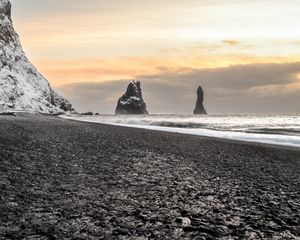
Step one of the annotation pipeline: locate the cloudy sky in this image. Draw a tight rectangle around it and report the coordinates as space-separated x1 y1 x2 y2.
11 0 300 114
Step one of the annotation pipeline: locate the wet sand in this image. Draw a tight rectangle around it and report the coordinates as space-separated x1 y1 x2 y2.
0 114 300 239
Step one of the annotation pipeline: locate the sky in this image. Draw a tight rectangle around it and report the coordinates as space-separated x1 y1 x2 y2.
11 0 300 114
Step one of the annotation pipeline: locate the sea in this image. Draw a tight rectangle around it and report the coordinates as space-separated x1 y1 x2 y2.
63 114 300 147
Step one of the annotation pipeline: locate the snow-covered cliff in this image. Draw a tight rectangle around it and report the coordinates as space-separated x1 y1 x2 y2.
0 0 72 114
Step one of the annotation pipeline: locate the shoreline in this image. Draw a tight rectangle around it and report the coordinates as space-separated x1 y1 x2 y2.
0 114 300 240
59 115 300 148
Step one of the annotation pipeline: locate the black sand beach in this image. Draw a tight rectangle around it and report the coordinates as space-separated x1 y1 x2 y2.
0 114 300 240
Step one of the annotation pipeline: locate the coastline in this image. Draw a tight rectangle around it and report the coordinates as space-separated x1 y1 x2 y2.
0 114 300 239
60 115 300 148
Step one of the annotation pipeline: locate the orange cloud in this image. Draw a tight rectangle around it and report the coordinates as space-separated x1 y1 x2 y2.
34 55 300 86
222 40 240 46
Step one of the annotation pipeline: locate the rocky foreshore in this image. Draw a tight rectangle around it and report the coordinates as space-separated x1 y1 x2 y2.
0 114 300 240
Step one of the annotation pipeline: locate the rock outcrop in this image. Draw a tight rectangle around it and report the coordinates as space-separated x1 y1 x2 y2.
194 87 207 115
0 0 72 114
116 81 148 114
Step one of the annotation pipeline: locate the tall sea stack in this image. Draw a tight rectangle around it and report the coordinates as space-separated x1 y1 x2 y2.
194 86 207 115
0 0 72 113
116 81 148 114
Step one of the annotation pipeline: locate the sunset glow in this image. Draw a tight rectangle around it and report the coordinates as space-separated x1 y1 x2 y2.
12 0 300 113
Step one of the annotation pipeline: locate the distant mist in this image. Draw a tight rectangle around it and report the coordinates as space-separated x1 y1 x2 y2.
58 62 300 114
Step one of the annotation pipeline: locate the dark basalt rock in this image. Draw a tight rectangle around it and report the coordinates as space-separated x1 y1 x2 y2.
116 81 148 114
194 86 207 115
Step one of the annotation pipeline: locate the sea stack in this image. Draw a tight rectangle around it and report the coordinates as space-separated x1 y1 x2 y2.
194 86 207 115
0 0 72 114
116 81 148 114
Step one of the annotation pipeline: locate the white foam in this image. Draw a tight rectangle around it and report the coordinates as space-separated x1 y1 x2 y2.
59 115 300 147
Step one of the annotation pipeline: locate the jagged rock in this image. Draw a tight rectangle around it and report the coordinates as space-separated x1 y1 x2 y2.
0 0 72 114
194 86 207 115
116 81 148 114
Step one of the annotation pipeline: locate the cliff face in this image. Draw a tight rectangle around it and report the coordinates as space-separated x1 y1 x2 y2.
194 87 207 115
116 81 148 114
0 0 72 113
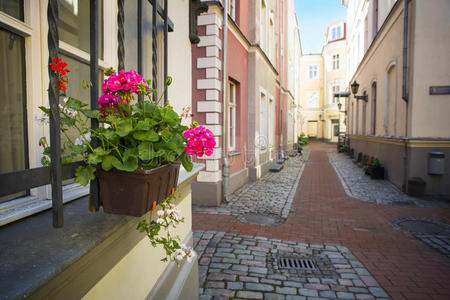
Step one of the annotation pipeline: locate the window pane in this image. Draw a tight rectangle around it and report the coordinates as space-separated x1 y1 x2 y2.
0 29 28 202
0 0 23 22
58 0 103 59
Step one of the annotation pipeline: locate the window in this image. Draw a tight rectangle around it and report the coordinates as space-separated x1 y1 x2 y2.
227 81 236 151
0 29 29 203
230 0 236 21
269 97 276 147
333 54 339 70
306 92 319 108
331 25 342 41
258 92 268 150
308 65 318 79
329 85 339 104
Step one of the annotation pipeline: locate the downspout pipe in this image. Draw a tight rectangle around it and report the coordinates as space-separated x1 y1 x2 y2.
402 0 409 192
222 0 230 202
278 0 284 163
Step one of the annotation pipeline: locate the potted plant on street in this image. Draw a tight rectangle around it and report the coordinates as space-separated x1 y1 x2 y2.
364 156 384 179
38 58 216 216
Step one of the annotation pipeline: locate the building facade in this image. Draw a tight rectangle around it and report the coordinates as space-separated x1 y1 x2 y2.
192 0 301 205
0 0 202 299
298 20 348 142
343 0 450 197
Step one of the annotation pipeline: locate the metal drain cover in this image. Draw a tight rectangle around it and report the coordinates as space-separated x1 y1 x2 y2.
397 220 446 234
238 213 283 226
278 257 316 270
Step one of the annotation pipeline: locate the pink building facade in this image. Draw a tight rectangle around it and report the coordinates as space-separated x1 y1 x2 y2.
192 0 295 206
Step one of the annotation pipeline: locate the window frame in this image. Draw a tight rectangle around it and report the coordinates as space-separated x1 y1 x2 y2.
308 64 319 80
227 80 237 151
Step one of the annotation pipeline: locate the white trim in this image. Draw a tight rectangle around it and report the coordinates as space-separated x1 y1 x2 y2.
0 9 33 37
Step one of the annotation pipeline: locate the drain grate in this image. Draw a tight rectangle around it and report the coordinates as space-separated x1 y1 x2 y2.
278 257 316 270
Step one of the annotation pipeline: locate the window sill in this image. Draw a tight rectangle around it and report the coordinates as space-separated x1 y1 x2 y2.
0 183 89 226
228 150 241 156
0 164 203 299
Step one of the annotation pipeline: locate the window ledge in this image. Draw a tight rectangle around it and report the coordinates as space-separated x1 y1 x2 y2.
0 164 204 299
228 150 241 156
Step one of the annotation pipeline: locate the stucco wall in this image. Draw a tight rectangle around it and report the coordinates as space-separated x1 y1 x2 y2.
410 0 450 138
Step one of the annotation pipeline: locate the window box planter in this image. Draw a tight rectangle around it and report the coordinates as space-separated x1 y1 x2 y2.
97 162 180 217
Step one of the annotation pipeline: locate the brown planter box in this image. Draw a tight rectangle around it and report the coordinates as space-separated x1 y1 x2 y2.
97 162 180 217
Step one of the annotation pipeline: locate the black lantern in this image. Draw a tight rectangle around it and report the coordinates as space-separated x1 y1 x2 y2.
351 80 359 96
350 80 369 102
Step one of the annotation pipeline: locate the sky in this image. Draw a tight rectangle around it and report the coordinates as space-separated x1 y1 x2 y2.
294 0 346 54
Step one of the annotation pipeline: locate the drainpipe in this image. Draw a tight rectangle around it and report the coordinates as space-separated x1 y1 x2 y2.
402 0 409 192
222 0 230 202
278 0 283 163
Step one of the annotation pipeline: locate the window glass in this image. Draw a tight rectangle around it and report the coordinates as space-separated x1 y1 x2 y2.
58 0 103 59
0 29 28 202
0 0 23 22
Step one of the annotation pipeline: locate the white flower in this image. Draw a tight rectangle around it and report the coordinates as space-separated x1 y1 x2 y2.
74 137 84 146
175 255 183 261
186 249 197 263
34 116 49 126
84 131 91 142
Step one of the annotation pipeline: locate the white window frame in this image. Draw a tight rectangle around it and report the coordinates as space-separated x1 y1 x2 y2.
257 88 268 151
230 0 236 21
268 94 276 148
329 84 340 104
332 53 340 71
227 80 237 151
0 0 118 226
306 91 320 108
308 65 319 80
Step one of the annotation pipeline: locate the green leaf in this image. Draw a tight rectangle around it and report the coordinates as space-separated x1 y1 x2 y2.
103 129 120 145
161 106 180 126
81 109 100 119
134 119 150 131
94 147 111 156
74 165 95 186
102 155 121 171
122 148 139 160
160 130 173 142
88 153 102 165
116 119 133 137
138 142 164 161
69 144 87 154
65 97 88 110
181 153 194 172
114 157 138 172
133 129 159 142
39 106 50 115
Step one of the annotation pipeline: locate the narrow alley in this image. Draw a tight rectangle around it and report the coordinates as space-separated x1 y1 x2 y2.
193 142 450 299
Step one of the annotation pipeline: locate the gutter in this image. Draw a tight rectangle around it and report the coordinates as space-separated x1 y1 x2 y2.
277 0 284 164
402 0 409 192
222 0 230 202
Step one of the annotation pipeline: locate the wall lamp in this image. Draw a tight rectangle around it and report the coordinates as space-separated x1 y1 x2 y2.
350 80 369 102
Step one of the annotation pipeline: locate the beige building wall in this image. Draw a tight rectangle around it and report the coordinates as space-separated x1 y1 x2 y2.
299 54 324 138
344 0 450 198
408 0 450 138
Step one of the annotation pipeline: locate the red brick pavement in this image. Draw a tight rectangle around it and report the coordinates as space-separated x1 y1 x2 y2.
193 143 450 299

#####

Requisitos:
Edite o trecho das entradas que começa na linha com "Step one of the annotation pipeline: locate the shoreline" e termina na linha com "59 115 300 148", ambas incluídas, substituindo "shoreline" por "waterline". Apresente somente essas linhas, sem nenhuma outra alteração.

Resposta à tarefa:
Step one of the annotation pipeline: locate the waterline in this image. Draw a tight rectangle around it and report the coordinates as space-separated x1 y1 x2 y2.
0 114 300 240
59 115 300 148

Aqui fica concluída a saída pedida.